Given exercise: Reproduce the records from the line containing "Pick out one point on every instance of the shop sign" through the line containing "[(271, 154), (146, 154), (67, 134), (220, 150), (59, 141)]", switching "single-line list" to "one-line list" and leaving everything else unchanged.

Dataset excerpts:
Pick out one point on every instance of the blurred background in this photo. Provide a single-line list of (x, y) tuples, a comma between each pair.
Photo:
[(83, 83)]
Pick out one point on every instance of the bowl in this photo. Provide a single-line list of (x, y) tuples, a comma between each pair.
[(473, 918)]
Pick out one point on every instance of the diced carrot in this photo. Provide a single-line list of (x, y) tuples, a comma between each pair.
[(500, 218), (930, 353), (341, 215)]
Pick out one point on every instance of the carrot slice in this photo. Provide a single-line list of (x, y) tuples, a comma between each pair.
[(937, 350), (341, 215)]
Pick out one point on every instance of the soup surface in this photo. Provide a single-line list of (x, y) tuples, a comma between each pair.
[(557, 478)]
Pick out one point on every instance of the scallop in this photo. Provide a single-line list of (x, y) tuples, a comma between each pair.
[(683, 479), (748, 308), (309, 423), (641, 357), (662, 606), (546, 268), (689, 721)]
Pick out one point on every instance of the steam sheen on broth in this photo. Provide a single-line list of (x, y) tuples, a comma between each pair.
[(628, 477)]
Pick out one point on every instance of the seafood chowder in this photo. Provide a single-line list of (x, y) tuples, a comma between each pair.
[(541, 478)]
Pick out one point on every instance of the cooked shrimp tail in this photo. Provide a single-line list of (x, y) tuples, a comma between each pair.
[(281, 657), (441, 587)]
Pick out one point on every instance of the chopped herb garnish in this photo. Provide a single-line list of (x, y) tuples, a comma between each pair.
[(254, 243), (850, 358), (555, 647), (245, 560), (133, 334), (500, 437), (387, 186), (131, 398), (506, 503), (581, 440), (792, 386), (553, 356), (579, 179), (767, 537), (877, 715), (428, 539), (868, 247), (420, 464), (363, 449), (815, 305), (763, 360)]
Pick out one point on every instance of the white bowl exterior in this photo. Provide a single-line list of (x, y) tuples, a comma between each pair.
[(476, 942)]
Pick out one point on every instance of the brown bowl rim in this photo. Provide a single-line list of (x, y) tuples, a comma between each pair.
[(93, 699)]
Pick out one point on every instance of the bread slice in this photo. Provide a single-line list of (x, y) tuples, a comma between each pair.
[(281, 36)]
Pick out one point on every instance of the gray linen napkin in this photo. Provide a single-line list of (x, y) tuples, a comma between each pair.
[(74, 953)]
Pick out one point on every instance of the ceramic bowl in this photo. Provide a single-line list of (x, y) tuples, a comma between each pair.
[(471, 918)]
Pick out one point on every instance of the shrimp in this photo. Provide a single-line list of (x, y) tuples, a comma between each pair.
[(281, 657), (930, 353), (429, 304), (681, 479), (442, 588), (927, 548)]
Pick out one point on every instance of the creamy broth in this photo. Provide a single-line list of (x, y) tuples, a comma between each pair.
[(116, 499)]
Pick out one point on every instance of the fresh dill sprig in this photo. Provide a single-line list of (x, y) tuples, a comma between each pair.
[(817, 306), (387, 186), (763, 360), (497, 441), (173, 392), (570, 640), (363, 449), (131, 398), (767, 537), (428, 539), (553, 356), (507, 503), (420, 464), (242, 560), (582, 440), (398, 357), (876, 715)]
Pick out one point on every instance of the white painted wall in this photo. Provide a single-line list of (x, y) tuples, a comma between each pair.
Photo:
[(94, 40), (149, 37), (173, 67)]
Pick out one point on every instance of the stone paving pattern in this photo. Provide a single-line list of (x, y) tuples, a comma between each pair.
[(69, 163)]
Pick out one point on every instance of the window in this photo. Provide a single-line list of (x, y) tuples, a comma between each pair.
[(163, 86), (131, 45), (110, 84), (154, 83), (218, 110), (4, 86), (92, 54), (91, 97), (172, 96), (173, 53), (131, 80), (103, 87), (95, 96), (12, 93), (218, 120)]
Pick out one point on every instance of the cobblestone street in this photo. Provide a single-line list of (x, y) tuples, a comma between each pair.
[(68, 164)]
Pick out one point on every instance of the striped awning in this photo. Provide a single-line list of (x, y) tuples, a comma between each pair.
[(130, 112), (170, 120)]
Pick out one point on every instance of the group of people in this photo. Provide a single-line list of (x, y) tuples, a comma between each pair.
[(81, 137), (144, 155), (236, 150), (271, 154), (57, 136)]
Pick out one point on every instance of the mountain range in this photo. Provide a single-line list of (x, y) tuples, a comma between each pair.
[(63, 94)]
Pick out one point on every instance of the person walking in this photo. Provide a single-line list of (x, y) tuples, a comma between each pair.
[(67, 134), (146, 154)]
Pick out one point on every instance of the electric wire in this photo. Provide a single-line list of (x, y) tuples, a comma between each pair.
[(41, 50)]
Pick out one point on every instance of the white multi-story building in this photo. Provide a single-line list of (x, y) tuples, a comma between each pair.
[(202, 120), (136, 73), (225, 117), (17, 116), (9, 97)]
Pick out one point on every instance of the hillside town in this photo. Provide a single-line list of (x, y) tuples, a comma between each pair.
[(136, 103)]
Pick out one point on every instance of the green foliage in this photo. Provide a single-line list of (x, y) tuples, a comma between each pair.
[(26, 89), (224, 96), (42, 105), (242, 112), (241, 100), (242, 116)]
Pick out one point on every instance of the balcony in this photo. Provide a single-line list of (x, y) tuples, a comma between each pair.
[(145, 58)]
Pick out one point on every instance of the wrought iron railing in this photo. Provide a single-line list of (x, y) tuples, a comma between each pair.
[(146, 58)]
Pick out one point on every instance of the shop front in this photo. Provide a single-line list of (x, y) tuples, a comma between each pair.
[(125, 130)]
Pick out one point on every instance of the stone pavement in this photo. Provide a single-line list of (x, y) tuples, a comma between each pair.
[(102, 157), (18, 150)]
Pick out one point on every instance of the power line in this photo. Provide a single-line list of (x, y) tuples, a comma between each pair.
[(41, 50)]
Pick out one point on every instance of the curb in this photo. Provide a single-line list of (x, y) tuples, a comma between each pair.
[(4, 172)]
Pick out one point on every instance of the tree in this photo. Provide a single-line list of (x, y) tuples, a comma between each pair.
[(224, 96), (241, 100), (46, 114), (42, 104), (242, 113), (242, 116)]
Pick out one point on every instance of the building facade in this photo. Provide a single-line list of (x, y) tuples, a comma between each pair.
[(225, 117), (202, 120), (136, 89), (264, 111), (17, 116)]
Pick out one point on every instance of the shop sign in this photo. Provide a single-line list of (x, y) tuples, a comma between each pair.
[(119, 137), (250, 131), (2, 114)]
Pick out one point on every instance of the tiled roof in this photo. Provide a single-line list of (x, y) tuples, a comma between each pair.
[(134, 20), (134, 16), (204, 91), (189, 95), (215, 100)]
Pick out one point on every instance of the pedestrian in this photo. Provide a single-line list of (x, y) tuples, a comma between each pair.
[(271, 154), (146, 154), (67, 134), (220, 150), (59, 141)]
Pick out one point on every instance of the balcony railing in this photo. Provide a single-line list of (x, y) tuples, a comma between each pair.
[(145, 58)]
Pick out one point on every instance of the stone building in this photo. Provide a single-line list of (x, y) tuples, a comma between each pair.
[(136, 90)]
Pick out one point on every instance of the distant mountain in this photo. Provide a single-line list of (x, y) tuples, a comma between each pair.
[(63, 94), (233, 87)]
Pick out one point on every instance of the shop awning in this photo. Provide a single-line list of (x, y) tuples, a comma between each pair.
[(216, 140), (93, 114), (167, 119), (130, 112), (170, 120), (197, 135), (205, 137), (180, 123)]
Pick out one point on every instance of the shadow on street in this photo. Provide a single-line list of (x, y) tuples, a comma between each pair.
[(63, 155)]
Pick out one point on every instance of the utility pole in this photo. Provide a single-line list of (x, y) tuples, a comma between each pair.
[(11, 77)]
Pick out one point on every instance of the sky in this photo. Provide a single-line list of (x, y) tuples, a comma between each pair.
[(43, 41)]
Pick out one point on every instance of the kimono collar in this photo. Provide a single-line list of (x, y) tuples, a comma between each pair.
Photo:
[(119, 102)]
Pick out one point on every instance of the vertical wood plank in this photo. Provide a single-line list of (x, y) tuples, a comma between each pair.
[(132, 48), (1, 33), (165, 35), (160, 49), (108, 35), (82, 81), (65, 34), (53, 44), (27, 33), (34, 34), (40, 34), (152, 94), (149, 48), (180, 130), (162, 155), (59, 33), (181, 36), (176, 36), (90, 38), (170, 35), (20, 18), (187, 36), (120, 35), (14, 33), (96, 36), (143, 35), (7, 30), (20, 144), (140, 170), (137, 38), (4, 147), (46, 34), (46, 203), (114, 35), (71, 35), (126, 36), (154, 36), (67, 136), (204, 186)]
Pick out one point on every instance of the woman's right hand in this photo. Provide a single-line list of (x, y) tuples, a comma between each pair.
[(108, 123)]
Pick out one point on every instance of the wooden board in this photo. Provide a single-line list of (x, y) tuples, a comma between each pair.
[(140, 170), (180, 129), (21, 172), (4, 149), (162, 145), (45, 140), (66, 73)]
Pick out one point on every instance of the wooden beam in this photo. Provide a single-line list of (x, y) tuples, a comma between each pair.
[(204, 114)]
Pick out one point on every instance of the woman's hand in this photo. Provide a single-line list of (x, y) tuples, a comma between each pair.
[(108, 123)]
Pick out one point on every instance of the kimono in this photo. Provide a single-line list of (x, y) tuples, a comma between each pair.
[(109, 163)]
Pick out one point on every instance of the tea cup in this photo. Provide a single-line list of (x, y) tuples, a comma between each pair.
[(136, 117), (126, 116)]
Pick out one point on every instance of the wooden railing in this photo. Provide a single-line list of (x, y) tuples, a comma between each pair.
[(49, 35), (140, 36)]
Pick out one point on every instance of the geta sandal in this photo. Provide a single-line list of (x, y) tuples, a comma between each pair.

Task answer:
Pick out one point on every instance of the shop sign in this photo. Provide a one-line list of (x, y) tuples, a comma between each pair.
[(119, 137), (250, 131), (2, 114)]
Pick out one point on every instance of the tiled roof in this photo. Provide a one-line list of (x, y) tuples, a comma between each pair.
[(134, 20), (134, 16), (204, 91), (189, 95), (215, 100)]
Pick out one point on every instance of the pedestrian in this photo. Provide a one-line list of (x, y) tuples, a comma between each pair.
[(271, 154), (146, 154), (67, 134), (220, 150), (59, 141)]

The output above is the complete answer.